:: Objective ::
Convert every line of the items below into a JSON list of strings, one string per line, omitting blank lines and leaving out the pictures.

:: Records ::
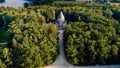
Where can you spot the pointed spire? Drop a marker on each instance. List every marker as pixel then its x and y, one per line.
pixel 61 17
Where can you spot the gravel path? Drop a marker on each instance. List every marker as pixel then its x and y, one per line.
pixel 62 63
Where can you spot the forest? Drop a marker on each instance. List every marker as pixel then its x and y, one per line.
pixel 28 36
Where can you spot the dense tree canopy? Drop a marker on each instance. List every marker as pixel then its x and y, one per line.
pixel 27 39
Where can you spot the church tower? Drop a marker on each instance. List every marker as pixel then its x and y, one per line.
pixel 61 22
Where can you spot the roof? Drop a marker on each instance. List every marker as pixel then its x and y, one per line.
pixel 61 17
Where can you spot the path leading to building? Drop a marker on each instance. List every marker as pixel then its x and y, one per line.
pixel 61 61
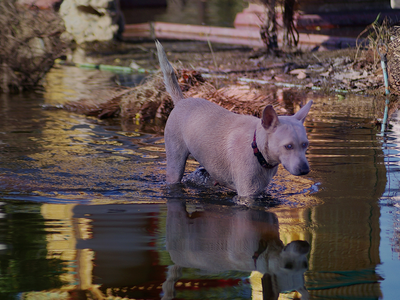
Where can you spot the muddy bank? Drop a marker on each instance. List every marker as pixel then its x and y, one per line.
pixel 240 79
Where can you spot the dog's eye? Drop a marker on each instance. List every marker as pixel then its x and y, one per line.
pixel 289 147
pixel 288 266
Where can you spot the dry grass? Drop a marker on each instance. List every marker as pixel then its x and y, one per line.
pixel 29 43
pixel 150 101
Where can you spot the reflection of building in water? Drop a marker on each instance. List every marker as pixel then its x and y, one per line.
pixel 106 249
pixel 118 250
pixel 393 185
pixel 346 234
pixel 220 240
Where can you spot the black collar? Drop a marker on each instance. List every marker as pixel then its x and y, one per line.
pixel 263 162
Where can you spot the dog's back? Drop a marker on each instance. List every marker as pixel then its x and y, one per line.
pixel 171 83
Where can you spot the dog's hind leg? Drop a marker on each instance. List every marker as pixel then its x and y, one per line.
pixel 176 161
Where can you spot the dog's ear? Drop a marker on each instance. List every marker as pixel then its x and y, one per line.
pixel 269 118
pixel 303 112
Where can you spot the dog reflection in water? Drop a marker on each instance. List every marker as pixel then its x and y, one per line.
pixel 218 239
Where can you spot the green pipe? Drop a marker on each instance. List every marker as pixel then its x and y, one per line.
pixel 118 69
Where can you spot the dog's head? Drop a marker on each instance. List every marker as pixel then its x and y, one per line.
pixel 286 139
pixel 287 271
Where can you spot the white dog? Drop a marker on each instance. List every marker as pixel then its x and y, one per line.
pixel 238 151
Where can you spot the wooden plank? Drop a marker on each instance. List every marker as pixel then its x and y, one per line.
pixel 236 36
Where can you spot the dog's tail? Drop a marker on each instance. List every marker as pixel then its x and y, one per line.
pixel 171 83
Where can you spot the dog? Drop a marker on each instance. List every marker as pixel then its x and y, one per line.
pixel 240 152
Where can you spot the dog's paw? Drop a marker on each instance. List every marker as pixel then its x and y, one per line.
pixel 199 177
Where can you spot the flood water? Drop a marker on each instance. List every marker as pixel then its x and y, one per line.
pixel 85 212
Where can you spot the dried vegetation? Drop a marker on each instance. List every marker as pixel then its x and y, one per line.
pixel 30 41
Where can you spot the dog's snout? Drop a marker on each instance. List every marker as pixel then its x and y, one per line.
pixel 304 169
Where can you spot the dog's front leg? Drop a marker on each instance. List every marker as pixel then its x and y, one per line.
pixel 176 161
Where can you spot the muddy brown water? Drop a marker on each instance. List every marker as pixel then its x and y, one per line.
pixel 85 212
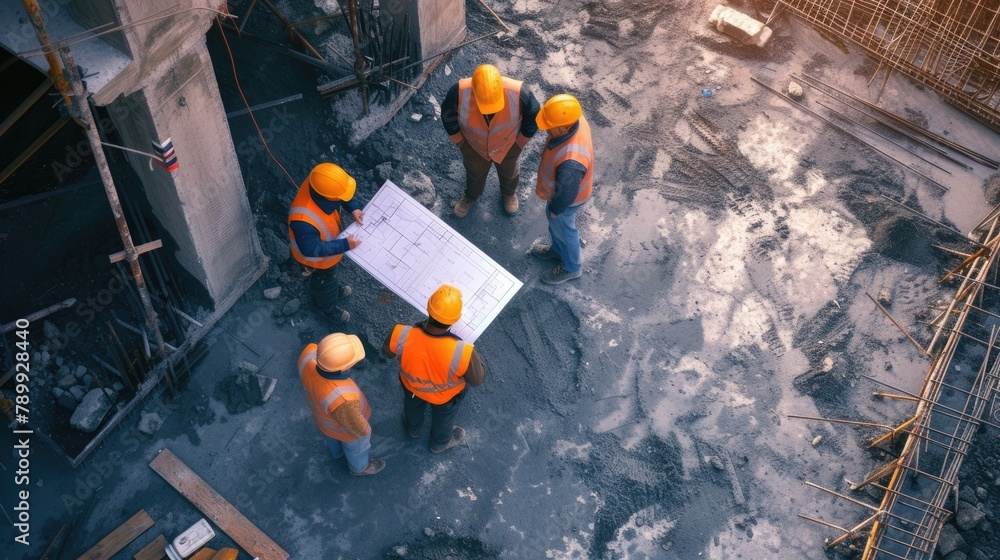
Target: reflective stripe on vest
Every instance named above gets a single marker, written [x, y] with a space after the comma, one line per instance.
[578, 148]
[491, 141]
[326, 424]
[305, 210]
[417, 383]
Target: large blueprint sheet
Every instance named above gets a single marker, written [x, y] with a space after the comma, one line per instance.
[412, 252]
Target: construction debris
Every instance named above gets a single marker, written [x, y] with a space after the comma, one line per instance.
[740, 26]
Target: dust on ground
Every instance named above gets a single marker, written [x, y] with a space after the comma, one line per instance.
[640, 412]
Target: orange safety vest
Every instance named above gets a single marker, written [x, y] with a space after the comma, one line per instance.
[576, 148]
[305, 210]
[325, 395]
[431, 367]
[491, 141]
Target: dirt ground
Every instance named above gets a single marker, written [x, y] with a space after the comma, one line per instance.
[639, 412]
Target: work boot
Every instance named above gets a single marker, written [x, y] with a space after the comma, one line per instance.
[558, 275]
[457, 437]
[374, 466]
[510, 204]
[463, 206]
[545, 253]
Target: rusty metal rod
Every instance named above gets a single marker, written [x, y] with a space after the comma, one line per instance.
[844, 130]
[898, 326]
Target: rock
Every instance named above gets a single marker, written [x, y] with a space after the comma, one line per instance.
[244, 391]
[247, 367]
[383, 171]
[275, 246]
[87, 417]
[950, 540]
[50, 330]
[795, 90]
[67, 401]
[78, 392]
[150, 423]
[272, 293]
[291, 307]
[420, 187]
[968, 515]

:: Written answer ::
[
  "Where can you spot the pointed spire? Drop a marker on each instance. List every marker as pixel then its x and y, one per line.",
  "pixel 61 17",
  "Where can you spot the gravel path? Drop a marker on each instance. List every marker as pixel then its x and y, one per line.",
  "pixel 62 63",
  "Where can you spot the forest? Drop a marker on each instance. List every marker as pixel then its x and y, one per line.",
  "pixel 28 36",
  "Where can you spot the dense tree canopy? Drop a marker on each instance. List every marker as pixel then its x and y, one per line.",
  "pixel 27 39",
  "Where can you spot the church tower? Drop a marker on each instance. List every marker as pixel then its x and y, one per line.",
  "pixel 61 22",
  "Where can you spot the roof? Drop a marker on each instance. List every marker as pixel then its x and y, one per line.",
  "pixel 61 17",
  "Where can you spot the path leading to building? Drop a marker on each instance. List every marker as pixel then its x and y, one per line.",
  "pixel 61 61",
  "Where can you spot the muddy bank? Drop a marker on each instance. List every marker as pixel then its x and y, one per line.",
  "pixel 240 79",
  "Where can you spot the dog's eye? Drop a marker on each instance. List every marker as pixel then its x and y, one per line.",
  "pixel 289 147",
  "pixel 288 266",
  "Where can you spot the dry grass? Drop a marker on each instance. List every marker as pixel then its x and y, one per line.",
  "pixel 29 43",
  "pixel 150 101",
  "Where can you spot the reflection of building in water? Drop a marker on each instance. List every marker as pixel then its x and y, one per line.",
  "pixel 106 249",
  "pixel 118 250",
  "pixel 393 185",
  "pixel 346 234",
  "pixel 220 240",
  "Where can you spot the black collar? Drop a marker on each instance. List every marker as pixel then its x and y, one per line.",
  "pixel 263 162",
  "Where can you spot the dog's back? Drop a marker on each instance. List every marker as pixel then its x and y, one per line.",
  "pixel 171 83",
  "Where can you spot the dog's hind leg? Drop a marker on each instance. List every marker as pixel then its x and y, one per line.",
  "pixel 176 161",
  "Where can you spot the dog's ear? Drop a marker on each instance. List every marker as pixel then its x and y, one per line.",
  "pixel 269 118",
  "pixel 303 112",
  "Where can you spot the dog reflection in water? Drop a marker on each instance. List every marker as pixel then its x and y, one per line.",
  "pixel 218 239",
  "Where can you spot the green pipe? Drop a marker on each instance. List every marker as pixel then its x and y, one per line.",
  "pixel 118 69",
  "Where can you spot the dog's head? Drop a marker on each instance. List every marker as pixel then its x and y, one per line.",
  "pixel 286 139",
  "pixel 287 271",
  "Where can you spot the white dog? Drop a marker on each instance. List every marker as pixel then its x and y, one per line.",
  "pixel 238 151",
  "Where can you spot the wooden plank? Drop a marker on each instance. List every marker as pixel then its x and y, one per line.",
  "pixel 236 36",
  "Where can you spot the dog's tail? Drop a marker on each instance. List every marker as pixel then its x and y, one per line.",
  "pixel 171 83",
  "Where can you spot the dog? Drop a marker on each instance. List every marker as pixel then its x and y, one per line.",
  "pixel 240 152",
  "Where can you spot the dog's paw? Drop a marker on each instance. List every marker as pixel then its x and y, one per line.",
  "pixel 199 177",
  "Where can you spot the flood water? Drop a marker on each instance. List every marker as pixel then its x and y, one per line.",
  "pixel 85 212",
  "Where can you spot the dried vegetation? Drop a marker on each instance. List every marker as pixel then its x and y, one per line.",
  "pixel 30 41",
  "Where can you spot the dog's snout? Drop a marker on each instance. List every marker as pixel then its x and y, one per line.",
  "pixel 304 169",
  "Where can you spot the dog's front leg? Drop a marker on each instance. List every marker as pixel then its x and y, one per line.",
  "pixel 176 161",
  "Where can you spot the muddy brown water? Drop a marker on each instance. List every marker as pixel then its x and y, one per line.",
  "pixel 85 212",
  "Target: reflective stripe on vest",
  "Every instance named above gets a single marker, written [x, y] with a space after the comma, one line per instance.",
  "[578, 148]",
  "[491, 141]",
  "[326, 424]",
  "[305, 210]",
  "[417, 383]",
  "Target: large blueprint sheet",
  "Every instance named above gets a single marker, written [x, y] with a space after the comma, one line per instance.",
  "[412, 252]",
  "Target: construction debris",
  "Every instance named above gets a single marker, written [x, y] with a space after the comma, one line per instance.",
  "[740, 26]",
  "Target: dust on ground",
  "Every instance named above gets a single marker, written [x, y] with a space after the comma, one line per instance.",
  "[640, 412]",
  "Target: orange safety vest",
  "Every instance named above gets a single marker, written [x, y] with a space after the comma, one line per instance.",
  "[576, 148]",
  "[305, 210]",
  "[325, 395]",
  "[431, 367]",
  "[491, 141]",
  "Target: dirt ground",
  "Every instance named above gets a single marker, written [x, y] with a space after the comma, one line per instance.",
  "[639, 412]",
  "Target: work boot",
  "Every instance named above gets a single marker, written [x, y] with a space after the comma, one line per instance.",
  "[558, 275]",
  "[457, 437]",
  "[374, 466]",
  "[510, 204]",
  "[463, 206]",
  "[545, 253]",
  "Target: rusty metal rod",
  "Every instance named above gets a single marker, written [x, y] with a space after the comma, one line per instance.",
  "[844, 130]",
  "[898, 326]",
  "Target: rock",
  "Every instance named above gets a single marker, written [x, y] with a space after the comma, one line per instance.",
  "[244, 391]",
  "[247, 367]",
  "[383, 171]",
  "[275, 246]",
  "[87, 417]",
  "[950, 540]",
  "[50, 330]",
  "[795, 90]",
  "[67, 401]",
  "[78, 392]",
  "[150, 423]",
  "[272, 293]",
  "[291, 307]",
  "[420, 187]",
  "[968, 515]"
]